** Source passage **
+---+
3.1. Design Overview
There are currently two different implementation modes for CNN due to its hierarchical structure; one is Streaming Architectures and the other is Single Computation Engine. The former which allocates corresponding hardware resources to each network layer has the following three characteristics: (1) it can realize inter-layer parallelism and flexibly control the parallelism within each layer. (2) It is highly customized and inflexible. (3) The demand for resources is high and only applies to small networks. The latter means that different network layers share the same accelerator through resource reuse, which is a non-highly customized architecture, is more flexible, and is easier to migrate between platforms. Therefore, considering the limited resources of the hardware platform and the parallelism of fully developing the single-layer network structure, we design the system architecture in the single computation engine mode, as shown in Figure 3.
The system architecture mainly includes external memory Double Data Rate (DDR), processing system (PS), on-chip buffer, accelerator in programmable logic (PL), and on-chip and off-chip bus interconnection. The initial image data and weights are pre-stored in the external memory DDR. PS and PL are interconnected through the AXI4 bus. The accelerator receives configuration signals from the CPU through the AXI4_Lite bus (e.g., convolution kernel size, stride, performs standard convolution or depthwise convolution, etc.). Under the action of the DDR controller in the PS, the weight and input data of the current layer required by the accelerator are read from the DDR and are converted from the AXI4_memory map format to the AXI4_streaming format into the on-chip buffer of the accelerator under the action of the Direct Memory Access (DMA). The buffer of the IP core uses the AXI4_Streaming interface and the ping-pong mode. One buffer acts as a producer for receiving data from the DMA and the other is used to participate in the current calculation of the IP core, called a consumer. In the next stage, the producer and the consumer swap. After being processed by the accelerator, the output is sent back to the DDR through the AXI4 bus and the above operation is repeated until the calculation of the entire network model is completed.
+---+
** Exercise details **
Reproduce the CNN accelerator design overview above verbatim, in full.
+---+
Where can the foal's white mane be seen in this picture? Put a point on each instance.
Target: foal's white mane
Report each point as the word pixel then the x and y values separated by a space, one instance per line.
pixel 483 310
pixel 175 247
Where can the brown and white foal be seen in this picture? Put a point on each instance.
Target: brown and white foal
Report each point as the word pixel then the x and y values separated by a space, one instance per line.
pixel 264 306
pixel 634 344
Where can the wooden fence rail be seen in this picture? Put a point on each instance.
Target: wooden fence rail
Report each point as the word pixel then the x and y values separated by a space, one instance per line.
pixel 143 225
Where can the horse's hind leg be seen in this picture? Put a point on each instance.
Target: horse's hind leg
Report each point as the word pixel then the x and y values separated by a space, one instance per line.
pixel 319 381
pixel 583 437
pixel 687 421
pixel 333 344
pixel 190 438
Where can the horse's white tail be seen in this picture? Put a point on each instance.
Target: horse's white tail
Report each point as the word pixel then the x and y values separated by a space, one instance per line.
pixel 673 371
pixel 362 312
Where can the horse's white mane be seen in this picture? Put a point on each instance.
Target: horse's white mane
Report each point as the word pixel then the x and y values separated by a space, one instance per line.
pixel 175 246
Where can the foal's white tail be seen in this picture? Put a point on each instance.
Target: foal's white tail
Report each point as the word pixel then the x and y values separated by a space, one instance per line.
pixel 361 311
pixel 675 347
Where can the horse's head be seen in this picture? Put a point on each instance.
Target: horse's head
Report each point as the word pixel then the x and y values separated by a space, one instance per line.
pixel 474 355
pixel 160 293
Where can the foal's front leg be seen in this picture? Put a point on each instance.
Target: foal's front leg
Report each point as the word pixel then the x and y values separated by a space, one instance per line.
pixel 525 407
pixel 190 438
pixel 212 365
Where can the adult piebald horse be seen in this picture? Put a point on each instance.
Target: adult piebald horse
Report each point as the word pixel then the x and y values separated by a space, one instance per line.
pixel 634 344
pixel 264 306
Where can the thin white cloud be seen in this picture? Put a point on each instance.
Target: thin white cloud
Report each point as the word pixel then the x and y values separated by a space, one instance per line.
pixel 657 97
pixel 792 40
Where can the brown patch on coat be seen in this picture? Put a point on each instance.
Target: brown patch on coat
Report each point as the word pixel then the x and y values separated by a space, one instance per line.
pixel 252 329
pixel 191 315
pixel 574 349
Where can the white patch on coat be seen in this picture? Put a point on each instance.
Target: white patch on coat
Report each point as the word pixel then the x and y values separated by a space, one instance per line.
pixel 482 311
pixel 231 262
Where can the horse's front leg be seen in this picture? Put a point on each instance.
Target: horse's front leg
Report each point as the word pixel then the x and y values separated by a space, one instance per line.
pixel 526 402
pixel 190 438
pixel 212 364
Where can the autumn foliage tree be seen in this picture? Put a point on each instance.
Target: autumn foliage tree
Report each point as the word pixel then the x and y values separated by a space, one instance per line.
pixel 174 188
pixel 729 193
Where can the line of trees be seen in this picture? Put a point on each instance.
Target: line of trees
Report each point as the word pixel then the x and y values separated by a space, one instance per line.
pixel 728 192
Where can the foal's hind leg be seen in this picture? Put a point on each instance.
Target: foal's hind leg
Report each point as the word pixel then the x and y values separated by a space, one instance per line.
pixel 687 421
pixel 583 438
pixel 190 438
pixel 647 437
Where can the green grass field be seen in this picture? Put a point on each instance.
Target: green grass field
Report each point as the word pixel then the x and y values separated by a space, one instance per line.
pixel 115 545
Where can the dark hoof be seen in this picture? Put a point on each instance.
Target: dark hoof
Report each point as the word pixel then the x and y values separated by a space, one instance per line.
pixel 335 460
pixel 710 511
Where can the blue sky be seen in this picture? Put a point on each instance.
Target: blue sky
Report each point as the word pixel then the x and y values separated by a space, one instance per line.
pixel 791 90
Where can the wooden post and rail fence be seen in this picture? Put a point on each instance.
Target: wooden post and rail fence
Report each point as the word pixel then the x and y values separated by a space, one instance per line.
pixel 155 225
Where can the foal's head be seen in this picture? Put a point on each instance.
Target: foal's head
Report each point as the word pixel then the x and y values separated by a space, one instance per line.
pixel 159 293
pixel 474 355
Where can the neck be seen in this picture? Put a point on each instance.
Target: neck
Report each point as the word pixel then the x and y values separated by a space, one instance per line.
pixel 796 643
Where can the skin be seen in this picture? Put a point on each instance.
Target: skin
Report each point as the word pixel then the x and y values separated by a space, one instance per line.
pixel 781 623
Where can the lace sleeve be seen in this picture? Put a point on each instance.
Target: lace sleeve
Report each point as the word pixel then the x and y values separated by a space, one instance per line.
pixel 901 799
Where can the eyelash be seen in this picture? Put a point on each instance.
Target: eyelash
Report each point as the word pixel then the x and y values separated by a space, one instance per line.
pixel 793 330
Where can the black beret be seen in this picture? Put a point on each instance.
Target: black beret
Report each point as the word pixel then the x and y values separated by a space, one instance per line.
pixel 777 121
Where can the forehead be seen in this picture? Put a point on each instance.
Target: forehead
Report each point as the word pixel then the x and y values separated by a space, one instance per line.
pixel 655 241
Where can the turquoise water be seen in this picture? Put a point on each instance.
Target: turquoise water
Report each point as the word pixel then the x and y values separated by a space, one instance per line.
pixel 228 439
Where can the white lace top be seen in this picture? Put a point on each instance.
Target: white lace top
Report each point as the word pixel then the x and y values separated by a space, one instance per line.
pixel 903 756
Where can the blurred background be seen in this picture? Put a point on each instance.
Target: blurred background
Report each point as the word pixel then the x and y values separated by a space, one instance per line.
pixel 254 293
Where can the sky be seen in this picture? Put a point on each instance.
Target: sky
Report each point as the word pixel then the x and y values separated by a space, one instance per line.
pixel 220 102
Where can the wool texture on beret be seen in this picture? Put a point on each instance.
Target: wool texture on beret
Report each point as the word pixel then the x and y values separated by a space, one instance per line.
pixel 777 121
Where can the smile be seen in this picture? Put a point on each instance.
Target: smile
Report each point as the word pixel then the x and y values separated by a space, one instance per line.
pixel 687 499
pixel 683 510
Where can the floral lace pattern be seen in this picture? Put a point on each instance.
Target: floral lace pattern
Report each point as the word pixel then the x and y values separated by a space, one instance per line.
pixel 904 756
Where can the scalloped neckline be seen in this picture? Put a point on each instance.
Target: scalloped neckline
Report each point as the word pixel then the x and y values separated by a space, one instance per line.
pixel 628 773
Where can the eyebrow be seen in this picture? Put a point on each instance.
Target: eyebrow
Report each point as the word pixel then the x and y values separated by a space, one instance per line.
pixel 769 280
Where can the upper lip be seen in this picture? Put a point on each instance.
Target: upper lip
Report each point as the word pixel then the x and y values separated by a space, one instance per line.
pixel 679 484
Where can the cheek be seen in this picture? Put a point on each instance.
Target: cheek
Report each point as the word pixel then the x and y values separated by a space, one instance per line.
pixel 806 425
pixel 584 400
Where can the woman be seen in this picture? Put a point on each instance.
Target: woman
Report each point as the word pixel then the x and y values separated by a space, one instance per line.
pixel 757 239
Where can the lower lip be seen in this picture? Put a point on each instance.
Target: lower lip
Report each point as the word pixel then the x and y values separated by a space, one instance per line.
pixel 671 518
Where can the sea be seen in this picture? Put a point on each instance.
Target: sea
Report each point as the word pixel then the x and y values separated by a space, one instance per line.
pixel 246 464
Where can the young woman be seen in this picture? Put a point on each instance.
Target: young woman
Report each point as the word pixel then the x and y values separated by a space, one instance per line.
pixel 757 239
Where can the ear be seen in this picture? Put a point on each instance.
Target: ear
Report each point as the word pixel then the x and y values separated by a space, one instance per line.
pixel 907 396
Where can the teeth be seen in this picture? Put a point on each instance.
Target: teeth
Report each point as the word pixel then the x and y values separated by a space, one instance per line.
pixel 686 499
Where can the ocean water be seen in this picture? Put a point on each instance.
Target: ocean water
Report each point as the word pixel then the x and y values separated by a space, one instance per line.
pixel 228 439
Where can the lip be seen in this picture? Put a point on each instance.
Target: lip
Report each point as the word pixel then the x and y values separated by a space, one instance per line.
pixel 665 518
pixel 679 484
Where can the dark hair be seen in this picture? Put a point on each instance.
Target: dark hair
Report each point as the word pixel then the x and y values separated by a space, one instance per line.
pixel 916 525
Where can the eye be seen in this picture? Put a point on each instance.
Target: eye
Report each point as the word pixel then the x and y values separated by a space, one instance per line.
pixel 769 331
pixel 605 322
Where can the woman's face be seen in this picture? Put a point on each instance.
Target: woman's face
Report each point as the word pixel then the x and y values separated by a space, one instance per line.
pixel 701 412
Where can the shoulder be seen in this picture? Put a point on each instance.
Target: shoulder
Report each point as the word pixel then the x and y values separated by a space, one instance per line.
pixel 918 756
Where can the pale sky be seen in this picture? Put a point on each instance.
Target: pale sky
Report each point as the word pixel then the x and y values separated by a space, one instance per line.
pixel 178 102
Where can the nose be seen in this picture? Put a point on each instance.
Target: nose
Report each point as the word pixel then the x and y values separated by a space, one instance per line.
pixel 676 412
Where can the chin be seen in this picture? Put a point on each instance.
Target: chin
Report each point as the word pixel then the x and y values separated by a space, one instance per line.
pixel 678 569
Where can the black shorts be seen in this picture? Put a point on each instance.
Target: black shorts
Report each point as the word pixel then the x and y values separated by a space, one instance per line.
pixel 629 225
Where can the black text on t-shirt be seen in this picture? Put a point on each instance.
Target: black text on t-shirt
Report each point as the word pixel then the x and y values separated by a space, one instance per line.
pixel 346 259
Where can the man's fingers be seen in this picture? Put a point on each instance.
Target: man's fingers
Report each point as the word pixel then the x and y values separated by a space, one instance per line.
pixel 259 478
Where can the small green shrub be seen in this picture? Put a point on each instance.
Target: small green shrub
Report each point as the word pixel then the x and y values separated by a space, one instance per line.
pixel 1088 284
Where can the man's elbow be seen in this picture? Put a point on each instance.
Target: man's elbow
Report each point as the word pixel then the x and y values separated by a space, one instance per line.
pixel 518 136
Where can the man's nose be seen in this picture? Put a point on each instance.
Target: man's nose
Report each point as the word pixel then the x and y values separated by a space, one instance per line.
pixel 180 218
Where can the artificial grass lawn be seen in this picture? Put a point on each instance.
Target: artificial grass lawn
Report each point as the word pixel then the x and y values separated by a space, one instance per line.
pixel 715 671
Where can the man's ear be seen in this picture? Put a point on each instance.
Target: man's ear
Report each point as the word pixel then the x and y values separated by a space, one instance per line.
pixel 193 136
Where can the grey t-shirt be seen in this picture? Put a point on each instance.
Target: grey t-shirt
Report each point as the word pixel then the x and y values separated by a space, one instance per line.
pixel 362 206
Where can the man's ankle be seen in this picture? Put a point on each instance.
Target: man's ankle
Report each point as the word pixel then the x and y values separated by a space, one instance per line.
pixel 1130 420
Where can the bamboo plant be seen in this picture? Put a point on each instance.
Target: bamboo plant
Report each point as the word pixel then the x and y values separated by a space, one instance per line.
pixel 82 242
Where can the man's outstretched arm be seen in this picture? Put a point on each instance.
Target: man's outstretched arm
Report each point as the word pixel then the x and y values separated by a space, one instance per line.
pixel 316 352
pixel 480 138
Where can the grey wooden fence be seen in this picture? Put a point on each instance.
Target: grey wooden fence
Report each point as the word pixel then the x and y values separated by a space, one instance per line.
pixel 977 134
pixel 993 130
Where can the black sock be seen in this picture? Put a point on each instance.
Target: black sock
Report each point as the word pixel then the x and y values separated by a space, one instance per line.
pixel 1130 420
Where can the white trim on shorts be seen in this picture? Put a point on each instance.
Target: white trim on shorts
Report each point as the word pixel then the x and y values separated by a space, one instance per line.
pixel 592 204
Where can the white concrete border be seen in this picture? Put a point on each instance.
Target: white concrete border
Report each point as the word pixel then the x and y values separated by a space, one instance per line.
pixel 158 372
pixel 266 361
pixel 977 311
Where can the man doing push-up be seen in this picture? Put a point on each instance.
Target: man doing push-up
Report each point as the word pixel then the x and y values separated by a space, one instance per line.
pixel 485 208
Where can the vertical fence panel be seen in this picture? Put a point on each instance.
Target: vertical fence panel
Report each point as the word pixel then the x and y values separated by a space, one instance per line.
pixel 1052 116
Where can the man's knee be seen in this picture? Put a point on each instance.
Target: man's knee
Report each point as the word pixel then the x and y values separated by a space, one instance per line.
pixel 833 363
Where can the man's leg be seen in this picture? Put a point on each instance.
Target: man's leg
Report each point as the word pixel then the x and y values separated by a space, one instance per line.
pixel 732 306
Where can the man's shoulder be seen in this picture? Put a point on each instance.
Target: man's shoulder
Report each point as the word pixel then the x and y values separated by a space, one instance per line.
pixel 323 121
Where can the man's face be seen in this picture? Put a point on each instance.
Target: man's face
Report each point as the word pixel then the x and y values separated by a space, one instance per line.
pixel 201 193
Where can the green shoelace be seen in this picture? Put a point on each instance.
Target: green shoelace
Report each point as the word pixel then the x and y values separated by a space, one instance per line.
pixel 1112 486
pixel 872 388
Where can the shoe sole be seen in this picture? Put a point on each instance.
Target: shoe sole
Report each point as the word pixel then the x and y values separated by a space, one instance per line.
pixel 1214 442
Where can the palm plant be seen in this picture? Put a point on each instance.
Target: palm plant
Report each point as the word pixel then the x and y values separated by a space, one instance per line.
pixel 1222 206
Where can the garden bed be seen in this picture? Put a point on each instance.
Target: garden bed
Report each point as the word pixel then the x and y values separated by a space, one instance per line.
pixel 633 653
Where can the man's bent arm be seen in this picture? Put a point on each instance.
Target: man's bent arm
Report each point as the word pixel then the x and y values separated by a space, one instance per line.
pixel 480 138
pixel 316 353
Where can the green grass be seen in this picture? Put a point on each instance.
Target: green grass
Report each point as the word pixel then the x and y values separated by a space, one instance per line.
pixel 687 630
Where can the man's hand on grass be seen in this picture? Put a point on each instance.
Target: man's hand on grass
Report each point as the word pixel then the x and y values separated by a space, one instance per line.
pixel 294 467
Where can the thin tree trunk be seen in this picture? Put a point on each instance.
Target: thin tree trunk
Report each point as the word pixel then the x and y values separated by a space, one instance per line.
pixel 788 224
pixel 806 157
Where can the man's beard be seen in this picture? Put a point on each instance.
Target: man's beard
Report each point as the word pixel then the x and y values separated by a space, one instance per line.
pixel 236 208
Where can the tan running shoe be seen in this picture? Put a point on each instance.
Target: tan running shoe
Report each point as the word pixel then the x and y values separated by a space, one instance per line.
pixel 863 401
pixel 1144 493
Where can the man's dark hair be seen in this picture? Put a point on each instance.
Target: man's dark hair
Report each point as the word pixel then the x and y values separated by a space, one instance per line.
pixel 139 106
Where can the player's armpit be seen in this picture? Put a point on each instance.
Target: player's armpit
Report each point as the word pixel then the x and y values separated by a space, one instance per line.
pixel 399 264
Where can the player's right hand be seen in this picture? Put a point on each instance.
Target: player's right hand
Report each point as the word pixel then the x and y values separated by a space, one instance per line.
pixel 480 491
+---+
** Solved exercise **
3.1. Design Overview
There are currently two different implementation modes for CNN due to its hierarchical structure; one is Streaming Architectures and the other is Single Computation Engine. The former which allocates corresponding hardware resources to each network layer has the following three characteristics: (1) it can realize inter-layer parallelism and flexibly control the parallelism within each layer. (2) It is highly customized and inflexible. (3) The demand for resources is high and only applies to small networks. The latter means that different network layers share the same accelerator through resource reuse, which is a non-highly customized architecture, is more flexible, and is easier to migrate between platforms. Therefore, considering the limited resources of the hardware platform and the parallelism of fully developing the single-layer network structure, we design the system architecture in the single computation engine mode, as shown in Figure 3.
The system architecture mainly includes external memory Double Data Rate (DDR), processing system (PS), on-chip buffer, accelerator in programmable logic (PL), and on-chip and off-chip bus interconnection. The initial image data and weights are pre-stored in the external memory DDR. PS and PL are interconnected through the AXI4 bus. The accelerator receives configuration signals from the CPU through the AXI4_Lite bus (e.g., convolution kernel size, stride, performs standard convolution or depthwise convolution, etc.). Under the action of the DDR controller in the PS, the weight and input data of the current layer required by the accelerator are read from the DDR and are converted from the AXI4_memory map format to the AXI4_streaming format into the on-chip buffer of the accelerator under the action of the Direct Memory Access (DMA). The buffer of the IP core uses the AXI4_Streaming interface and the ping-pong mode. One buffer acts as a producer for receiving data from the DMA and the other is used to participate in the current calculation of the IP core, called a consumer. In the next stage, the producer and the consumer swap. After being processed by the accelerator, the output is sent back to the DDR through the AXI4 bus and the above operation is repeated until the calculation of the entire network model is completed.